Visas, Currency, Money and Banking
Visa requirements are often based on bilateral agreements
between countries and can change unexpectedly. Students should contact
the nearest Mexican embassy for information on the visa requirements needed
to study in Mexico. Consult http://www.sre.gob.mx/delegaciones/dire.htm
for the address and contact information on the Mexican Consular Services
Exchange students should enter Mexico with a student visa. The Academic
Exchange Office will issue an acceptance letter to each student admitted
and the Mexican Embassy or Consulate in the home country will inform the
student of the additional documentation required. Although students from
North America and the European Union may be permitted to reside in Mexico with a tourist
permit for as long as six months, the student visa is required for transactions
such as acquiring a bank or cellular telephone account. Furthermore, quite
often the Mexican Immigration Authorities will often not grant the full
six month authorization for a tourist upon arrival into the country and
students may have to make periodical trips to the Immigration Office while
in Mexico. The tourist visa is not renewable and students will not be
allowed to extend their stay beyond the six-month period.
All students arriving in Mexico with a student visa are obliged to register
in the National Registry of Foreigners (Registro Nacional de Extranjeros)

* * * * * * * * *

Carry on the exchange-student guidance on visas, currency and banking in Mexico, picking up right after its final line about the National Registry of Foreigners.

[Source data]
* * * * * * * * *

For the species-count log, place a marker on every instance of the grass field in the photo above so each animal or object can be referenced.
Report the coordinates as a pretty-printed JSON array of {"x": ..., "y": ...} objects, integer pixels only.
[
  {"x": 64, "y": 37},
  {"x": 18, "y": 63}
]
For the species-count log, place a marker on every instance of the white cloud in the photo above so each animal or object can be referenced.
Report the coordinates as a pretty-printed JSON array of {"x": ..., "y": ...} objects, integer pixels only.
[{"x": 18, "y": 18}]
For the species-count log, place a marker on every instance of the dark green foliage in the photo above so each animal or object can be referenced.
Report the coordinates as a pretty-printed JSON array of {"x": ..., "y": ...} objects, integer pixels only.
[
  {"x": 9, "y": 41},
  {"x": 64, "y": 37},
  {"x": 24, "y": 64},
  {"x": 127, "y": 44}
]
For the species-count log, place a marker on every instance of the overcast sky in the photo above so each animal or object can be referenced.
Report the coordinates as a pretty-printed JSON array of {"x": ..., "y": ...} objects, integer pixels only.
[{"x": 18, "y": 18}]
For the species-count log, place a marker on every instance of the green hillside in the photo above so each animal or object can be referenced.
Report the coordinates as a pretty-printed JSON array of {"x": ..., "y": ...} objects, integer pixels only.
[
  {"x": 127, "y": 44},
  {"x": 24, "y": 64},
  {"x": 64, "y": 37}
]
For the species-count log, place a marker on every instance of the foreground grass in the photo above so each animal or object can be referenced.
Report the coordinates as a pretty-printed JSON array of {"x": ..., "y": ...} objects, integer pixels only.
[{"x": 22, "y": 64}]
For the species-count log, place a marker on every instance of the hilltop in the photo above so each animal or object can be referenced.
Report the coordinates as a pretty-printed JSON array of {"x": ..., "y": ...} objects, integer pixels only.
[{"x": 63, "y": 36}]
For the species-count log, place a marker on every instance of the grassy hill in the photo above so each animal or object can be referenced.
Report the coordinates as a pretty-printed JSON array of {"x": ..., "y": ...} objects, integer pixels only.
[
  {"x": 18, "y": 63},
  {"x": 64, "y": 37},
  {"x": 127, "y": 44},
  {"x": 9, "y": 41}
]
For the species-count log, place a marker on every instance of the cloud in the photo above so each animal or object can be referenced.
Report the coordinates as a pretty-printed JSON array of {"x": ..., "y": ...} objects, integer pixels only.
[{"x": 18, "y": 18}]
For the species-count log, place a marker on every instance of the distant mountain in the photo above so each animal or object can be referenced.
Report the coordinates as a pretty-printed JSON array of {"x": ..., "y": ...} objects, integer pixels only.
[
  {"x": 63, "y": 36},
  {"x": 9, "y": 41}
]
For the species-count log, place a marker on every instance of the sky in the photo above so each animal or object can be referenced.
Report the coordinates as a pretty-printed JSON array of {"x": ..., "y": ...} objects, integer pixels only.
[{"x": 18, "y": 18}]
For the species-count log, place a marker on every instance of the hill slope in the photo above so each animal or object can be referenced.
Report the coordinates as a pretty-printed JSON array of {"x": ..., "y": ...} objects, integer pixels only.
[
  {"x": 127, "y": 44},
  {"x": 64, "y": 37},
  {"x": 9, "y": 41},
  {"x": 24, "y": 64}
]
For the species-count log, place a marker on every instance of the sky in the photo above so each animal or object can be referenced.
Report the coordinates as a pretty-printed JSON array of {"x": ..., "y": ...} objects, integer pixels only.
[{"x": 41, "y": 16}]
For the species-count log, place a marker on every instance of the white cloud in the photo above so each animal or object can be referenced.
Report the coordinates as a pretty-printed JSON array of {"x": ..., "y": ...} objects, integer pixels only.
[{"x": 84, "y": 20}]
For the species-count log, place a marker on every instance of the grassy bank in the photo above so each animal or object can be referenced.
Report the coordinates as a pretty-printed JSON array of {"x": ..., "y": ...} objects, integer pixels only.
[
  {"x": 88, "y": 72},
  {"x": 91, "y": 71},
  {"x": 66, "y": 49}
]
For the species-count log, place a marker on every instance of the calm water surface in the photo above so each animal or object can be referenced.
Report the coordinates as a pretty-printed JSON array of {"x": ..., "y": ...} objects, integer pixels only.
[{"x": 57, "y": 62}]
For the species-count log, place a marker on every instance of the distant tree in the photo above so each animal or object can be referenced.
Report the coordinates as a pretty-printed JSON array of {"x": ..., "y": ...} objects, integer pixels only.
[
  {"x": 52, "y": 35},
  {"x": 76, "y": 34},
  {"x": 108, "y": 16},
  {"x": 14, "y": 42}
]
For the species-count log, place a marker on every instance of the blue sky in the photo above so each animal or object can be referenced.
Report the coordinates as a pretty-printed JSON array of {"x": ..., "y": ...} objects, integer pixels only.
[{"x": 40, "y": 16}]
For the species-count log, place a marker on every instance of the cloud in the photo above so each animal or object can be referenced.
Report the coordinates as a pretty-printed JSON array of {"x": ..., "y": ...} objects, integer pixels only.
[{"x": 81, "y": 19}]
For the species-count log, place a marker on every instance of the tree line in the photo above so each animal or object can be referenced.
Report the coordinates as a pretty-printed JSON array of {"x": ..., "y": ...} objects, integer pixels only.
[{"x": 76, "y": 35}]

* * * * * * * * *

**The answer**
WITHIN 30 DAYS OF ARRIVAL. The cost of the registry is approximately
US$50 and each student is responsible for paying his or her own fee. Law
students at ITAM offer immigration registry services for a moderate additional
fee. Special restrictions apply to citizens from some Asian, Eastern European,
Middle Eastern and Latin American citizens and special entry permits must
be secured which can take extra time to process.
Mexican laws create many barriers for foreigners to work in Mexico. Companies
must obtain special authorizations in order to hire and pay foreign employees.
The official currency is the Mexican peso. Since
Mexico is so close to the U.S., many prices tend to stay the same in dollar
terms but may fluctuate more if there is a devaluation. The easiest way
to keep funds in Mexico is with an international credit card affiliated
with an ATM network such as Cirrus or Plus. Students should also bring
some U.S. dollar-denominated travelers checks with them as a back-up source
of funds. U.S. dollar traveler's checks are easily exchanged at banks
or exchange houses located all over Mexico City. It is a bit difficult
to establish a bank account in Mexico City but not impossible. Some banks
require the student visa, an initial deposit of 5000 pesos, proof of address
in Mexico and proof of an account under the students name in his or her
own country (banking reference). The STUDENT VISA IS A MUST for opening
a bank account.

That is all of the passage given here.